PROBLEM STATEMENT >> All records below are to be repeated precisely, with nothing added.

GIVEN RECORDS >>
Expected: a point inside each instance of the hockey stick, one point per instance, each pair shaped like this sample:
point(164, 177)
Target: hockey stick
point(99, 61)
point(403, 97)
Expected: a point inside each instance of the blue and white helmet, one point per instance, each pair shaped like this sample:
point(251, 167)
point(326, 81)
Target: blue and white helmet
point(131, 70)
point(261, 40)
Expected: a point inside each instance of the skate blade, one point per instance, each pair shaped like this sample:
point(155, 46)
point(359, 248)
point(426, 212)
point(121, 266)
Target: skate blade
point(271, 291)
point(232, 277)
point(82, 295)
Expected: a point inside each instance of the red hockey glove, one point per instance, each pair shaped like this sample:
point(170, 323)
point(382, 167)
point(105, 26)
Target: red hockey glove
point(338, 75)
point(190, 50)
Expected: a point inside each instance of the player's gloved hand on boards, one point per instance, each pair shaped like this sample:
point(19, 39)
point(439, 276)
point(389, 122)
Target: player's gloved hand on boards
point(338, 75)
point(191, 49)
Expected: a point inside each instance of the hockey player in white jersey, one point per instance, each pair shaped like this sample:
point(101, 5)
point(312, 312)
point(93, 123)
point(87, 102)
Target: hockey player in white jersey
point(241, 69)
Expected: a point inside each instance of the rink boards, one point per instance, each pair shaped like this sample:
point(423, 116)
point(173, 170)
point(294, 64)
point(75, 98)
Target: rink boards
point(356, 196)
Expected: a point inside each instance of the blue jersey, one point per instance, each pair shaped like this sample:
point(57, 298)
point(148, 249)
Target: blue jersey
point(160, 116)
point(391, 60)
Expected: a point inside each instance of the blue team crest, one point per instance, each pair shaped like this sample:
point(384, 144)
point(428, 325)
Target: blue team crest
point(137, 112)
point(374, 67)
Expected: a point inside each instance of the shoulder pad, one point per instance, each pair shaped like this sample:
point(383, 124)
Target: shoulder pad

RESULT BELOW >>
Expected: a point inside each instance of the hockey stick, one point per instance, each pair shaped like this sample:
point(164, 177)
Target: hockey stick
point(99, 61)
point(403, 97)
Expected: a point inside each instance of the blue and white helmet, one point per instance, each pair shaped like this sample:
point(251, 167)
point(326, 81)
Target: blue and white helmet
point(131, 70)
point(261, 40)
Expected: a point inside each instance of the skate blade, one point per instance, each pair shaped like this sample:
point(155, 46)
point(359, 248)
point(426, 212)
point(121, 266)
Target: skate blade
point(271, 291)
point(232, 277)
point(82, 295)
Expected: a point inside each instance of the red hockey glove, one point per instance, each pair shaped like this sample:
point(170, 323)
point(382, 167)
point(105, 26)
Target: red hockey glove
point(338, 75)
point(190, 50)
Expected: a point inside each instance of the player's gloved hand on boards, one point per instance, each pair shaped like this sample:
point(19, 39)
point(439, 276)
point(389, 122)
Target: player's gloved hand on boards
point(338, 75)
point(191, 49)
Expected: a point inside each instance of the hockey player in white jersey, one point per instance, each pair shaped like this sample:
point(101, 5)
point(312, 312)
point(93, 123)
point(87, 102)
Target: hockey player in white jersey
point(241, 69)
Expected: a point inside each instance of the rink boards, one point per instance, each pair shaped like this sample:
point(423, 116)
point(173, 170)
point(294, 64)
point(75, 98)
Target: rink boards
point(356, 196)
Expected: a point inside each instance of the blue jersey, one point per instance, each pair shaped like this sample:
point(57, 298)
point(148, 249)
Target: blue jersey
point(160, 116)
point(391, 60)
Expected: a point inside each instance of the blue team crest, one point per instance, each pair shaped like this sample:
point(384, 144)
point(428, 325)
Target: blue team crest
point(137, 112)
point(374, 67)
Expected: a point inside each instance of the shoulder pad, one point per instance, each pair shaped like this sample:
point(383, 124)
Target: shoulder pad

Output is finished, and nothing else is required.